EXERCISE GOAL
Every line from the one containing "One point rides on each instance of the green flower" to the one containing "One point rides on each instance of the blurred" in the records below, both included, must be set down exactly, and no other line.

DATA TO EXAMINE
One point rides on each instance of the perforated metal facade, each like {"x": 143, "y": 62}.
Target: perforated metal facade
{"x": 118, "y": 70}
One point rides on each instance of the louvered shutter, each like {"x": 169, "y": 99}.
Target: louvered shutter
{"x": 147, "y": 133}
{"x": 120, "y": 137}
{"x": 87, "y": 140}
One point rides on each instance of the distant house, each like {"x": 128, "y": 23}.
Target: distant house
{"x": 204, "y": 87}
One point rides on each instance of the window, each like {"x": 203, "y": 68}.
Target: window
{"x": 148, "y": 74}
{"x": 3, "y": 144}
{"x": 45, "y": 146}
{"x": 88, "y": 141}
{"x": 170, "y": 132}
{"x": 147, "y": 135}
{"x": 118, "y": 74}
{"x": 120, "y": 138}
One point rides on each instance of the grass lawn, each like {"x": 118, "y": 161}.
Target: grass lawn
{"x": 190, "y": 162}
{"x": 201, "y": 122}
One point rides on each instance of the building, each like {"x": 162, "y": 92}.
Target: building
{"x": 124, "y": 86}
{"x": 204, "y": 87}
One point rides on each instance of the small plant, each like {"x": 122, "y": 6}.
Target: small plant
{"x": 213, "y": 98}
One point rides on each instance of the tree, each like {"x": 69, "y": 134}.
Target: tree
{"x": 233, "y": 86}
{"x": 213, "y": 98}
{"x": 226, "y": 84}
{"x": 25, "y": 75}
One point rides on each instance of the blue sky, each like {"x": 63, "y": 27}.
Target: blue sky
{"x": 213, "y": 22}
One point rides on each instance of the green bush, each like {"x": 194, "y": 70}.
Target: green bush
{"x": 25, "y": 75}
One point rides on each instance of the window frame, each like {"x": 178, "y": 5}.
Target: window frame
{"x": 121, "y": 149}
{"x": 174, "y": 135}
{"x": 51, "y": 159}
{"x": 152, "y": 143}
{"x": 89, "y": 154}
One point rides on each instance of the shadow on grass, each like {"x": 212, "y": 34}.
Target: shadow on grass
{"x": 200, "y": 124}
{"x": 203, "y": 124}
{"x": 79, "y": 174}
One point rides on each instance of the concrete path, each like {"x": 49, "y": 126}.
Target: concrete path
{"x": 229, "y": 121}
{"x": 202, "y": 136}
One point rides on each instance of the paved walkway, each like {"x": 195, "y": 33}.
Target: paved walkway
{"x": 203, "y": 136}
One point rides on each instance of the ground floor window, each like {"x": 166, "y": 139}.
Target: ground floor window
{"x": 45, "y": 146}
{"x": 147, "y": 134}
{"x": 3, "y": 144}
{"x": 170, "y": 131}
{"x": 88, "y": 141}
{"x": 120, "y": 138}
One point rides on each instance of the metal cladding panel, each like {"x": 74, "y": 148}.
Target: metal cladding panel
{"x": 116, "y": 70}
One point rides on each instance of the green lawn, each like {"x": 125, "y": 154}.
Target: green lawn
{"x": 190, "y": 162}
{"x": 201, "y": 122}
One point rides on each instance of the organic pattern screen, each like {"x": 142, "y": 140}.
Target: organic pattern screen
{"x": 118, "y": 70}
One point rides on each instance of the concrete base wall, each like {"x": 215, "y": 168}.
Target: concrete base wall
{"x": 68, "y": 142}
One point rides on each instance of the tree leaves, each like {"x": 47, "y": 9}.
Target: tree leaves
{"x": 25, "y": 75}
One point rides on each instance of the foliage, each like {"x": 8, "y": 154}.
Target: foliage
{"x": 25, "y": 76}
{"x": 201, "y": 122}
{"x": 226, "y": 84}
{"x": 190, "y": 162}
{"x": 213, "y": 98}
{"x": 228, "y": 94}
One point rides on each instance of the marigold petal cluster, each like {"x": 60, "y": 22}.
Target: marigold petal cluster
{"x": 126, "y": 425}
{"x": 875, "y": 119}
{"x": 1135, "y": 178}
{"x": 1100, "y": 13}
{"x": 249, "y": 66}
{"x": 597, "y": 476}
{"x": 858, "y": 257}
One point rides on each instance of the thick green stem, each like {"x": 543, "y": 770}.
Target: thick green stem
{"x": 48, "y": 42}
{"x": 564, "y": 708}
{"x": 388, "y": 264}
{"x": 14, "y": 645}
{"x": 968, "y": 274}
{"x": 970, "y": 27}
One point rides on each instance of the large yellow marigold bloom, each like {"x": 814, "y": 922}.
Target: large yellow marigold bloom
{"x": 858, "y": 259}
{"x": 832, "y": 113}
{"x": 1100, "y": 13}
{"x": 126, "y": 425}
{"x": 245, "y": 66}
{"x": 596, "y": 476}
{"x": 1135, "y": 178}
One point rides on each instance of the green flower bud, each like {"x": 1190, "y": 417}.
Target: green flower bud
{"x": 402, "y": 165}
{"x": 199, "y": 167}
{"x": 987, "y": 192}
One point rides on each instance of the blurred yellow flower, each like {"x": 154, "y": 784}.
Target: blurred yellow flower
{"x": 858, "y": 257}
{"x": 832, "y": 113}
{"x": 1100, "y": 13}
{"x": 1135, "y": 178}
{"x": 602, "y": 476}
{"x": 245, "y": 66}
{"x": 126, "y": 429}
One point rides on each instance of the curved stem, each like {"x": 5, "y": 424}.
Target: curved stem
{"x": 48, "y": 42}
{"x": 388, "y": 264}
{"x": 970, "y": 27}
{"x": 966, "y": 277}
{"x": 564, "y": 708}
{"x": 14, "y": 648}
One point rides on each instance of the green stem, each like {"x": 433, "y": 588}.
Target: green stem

SOLUTION BELOW
One point rides on each instance of the green flower bud, each like {"x": 1190, "y": 417}.
Target: green flower bud
{"x": 402, "y": 165}
{"x": 199, "y": 167}
{"x": 987, "y": 192}
One point rides on each instance of the blurred yellow flower, each like {"x": 154, "y": 784}.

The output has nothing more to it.